** Start Information provided **
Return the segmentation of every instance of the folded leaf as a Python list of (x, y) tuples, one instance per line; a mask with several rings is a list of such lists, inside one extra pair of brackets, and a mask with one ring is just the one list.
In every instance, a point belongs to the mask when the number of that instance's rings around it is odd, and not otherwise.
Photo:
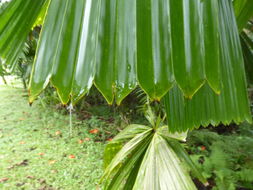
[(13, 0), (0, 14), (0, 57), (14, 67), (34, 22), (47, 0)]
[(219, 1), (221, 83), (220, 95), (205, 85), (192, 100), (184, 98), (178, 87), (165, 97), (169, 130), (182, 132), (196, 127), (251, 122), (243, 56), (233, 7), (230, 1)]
** End Information provided **
**To be done:** Rewrite the text of all the items with "folded leaf" swapped for "curled leaf" and everything else unchanged. Leave the pictures out.

**Answer to this exercise:**
Return the segmentation of every instance of the curled leaf as a Python list of (x, y) tuples, one instance per line; a mask with several rings is a list of such lists, inside one extra pair of brackets, and a mask with one ring is just the one list.
In every instance, a point belongs to the mask when the number of that instance's rings around it is odd, and not otherwise.
Photo:
[(13, 0), (0, 14), (0, 57), (14, 67), (34, 22), (47, 0)]
[(219, 1), (221, 83), (220, 95), (205, 85), (192, 100), (184, 98), (178, 87), (165, 97), (169, 130), (182, 132), (196, 127), (251, 122), (243, 56), (233, 7), (230, 1)]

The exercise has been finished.